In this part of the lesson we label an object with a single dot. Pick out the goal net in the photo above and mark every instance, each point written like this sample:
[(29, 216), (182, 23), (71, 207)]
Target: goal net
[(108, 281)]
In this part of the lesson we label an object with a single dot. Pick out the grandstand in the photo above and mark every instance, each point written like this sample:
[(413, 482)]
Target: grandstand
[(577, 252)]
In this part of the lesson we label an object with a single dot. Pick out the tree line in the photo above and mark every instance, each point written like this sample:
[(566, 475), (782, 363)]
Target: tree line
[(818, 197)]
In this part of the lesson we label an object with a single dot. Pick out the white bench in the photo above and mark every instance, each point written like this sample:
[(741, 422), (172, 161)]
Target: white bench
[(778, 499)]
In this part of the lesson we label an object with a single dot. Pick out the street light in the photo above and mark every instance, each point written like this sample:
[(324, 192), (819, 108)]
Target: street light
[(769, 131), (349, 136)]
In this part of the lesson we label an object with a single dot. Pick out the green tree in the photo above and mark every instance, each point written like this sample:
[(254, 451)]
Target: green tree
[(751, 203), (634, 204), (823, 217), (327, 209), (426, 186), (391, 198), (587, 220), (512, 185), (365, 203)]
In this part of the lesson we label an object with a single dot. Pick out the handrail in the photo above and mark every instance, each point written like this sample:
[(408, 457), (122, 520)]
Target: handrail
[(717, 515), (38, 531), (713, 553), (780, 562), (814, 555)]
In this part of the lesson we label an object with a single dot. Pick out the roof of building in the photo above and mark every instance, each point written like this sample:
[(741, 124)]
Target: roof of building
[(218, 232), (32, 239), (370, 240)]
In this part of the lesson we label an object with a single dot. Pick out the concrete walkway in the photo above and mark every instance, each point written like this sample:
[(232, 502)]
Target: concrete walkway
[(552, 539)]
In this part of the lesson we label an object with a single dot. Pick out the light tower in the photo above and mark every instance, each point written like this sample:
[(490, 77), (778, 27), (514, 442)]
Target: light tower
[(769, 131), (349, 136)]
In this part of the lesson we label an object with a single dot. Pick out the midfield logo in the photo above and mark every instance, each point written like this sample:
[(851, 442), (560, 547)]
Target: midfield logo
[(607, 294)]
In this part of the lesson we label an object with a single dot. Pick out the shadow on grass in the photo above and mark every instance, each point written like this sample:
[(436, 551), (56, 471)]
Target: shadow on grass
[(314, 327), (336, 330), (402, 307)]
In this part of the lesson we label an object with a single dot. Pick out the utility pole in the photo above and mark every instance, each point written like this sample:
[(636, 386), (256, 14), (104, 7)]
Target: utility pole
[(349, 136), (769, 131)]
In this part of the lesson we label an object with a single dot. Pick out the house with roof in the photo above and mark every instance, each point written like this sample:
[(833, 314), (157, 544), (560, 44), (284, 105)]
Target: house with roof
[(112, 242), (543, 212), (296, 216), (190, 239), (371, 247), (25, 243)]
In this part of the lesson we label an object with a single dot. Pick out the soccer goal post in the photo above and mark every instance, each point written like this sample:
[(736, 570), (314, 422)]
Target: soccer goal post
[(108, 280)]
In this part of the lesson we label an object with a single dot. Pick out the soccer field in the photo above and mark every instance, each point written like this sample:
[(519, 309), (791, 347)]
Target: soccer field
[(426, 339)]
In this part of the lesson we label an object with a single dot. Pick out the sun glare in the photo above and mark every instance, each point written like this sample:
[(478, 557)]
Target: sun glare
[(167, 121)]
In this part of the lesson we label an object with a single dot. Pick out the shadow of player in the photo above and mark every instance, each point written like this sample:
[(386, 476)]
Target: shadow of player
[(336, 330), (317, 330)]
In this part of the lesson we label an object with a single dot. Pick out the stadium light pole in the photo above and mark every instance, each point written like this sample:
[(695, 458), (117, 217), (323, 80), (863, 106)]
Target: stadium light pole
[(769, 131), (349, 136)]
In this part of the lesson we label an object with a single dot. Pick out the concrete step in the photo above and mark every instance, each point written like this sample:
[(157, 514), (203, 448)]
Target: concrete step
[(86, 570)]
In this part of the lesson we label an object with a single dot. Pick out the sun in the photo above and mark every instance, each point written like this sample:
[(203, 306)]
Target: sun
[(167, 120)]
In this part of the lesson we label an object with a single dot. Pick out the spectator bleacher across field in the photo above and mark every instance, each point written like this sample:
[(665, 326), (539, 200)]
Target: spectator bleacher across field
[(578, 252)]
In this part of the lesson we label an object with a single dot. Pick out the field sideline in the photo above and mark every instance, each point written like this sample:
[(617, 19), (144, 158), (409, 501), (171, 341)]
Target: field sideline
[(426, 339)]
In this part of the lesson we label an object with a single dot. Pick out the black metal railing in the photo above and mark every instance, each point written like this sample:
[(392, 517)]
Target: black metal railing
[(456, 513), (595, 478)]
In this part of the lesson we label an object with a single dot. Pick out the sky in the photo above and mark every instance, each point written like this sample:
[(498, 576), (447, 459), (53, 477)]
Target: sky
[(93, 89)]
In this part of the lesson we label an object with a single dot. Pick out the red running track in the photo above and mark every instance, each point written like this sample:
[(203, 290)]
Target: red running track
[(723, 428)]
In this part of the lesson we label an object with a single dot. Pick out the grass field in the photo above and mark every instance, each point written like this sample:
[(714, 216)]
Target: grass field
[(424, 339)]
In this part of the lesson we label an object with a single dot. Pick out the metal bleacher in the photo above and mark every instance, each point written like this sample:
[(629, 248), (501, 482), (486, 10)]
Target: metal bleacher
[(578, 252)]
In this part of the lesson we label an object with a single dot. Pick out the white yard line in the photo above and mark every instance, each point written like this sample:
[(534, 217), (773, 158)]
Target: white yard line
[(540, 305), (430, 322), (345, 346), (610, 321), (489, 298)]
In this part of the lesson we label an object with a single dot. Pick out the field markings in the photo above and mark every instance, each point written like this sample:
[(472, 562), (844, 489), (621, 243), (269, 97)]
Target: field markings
================
**WHAT THIS TASK INVOLVES:** Copy the lines of the items above verbatim, starting at the line that contains "out the spectator" and ending at the line that contains "[(424, 339)]", with both of those lines included.

**ANSWER TO THE EXERCISE:**
In this part of the lesson we label an object with a single dot. Pick out the spectator bleacher across field in the photo above and mark every instance, each point written like this sample:
[(665, 326), (539, 200)]
Target: spectator bleacher across field
[(578, 252)]
In this part of the lesson we label an object with a single dot. Pick out the field sideline in the photo above and mark every instance, each point written like this sample:
[(617, 19), (144, 158), (409, 501), (171, 341)]
Target: field sideline
[(426, 339)]
In this part of the lesson we label an object with a single dot. Pick out the black metal railing in the photo above and mark every instance, each point written like this sample:
[(392, 517)]
Target: black metal railing
[(456, 513), (595, 478)]
In this part of the lesson we label an object with a single dot. Pick out the sky in the photo above and mark every instance, each point written like this sample:
[(498, 576), (447, 459), (53, 477)]
Target: sky
[(93, 89)]
In this part of the lesson we label an object with a single dot. Pick out the red running track in the photo above and mark every instance, each point written like this sample:
[(203, 290)]
Target: red running track
[(723, 428)]
In this part of the lesson we label an object with a single dot. Pick out the grass field in the photo above and mark every instance, each point written like this sample:
[(714, 216)]
Target: grass field
[(424, 339)]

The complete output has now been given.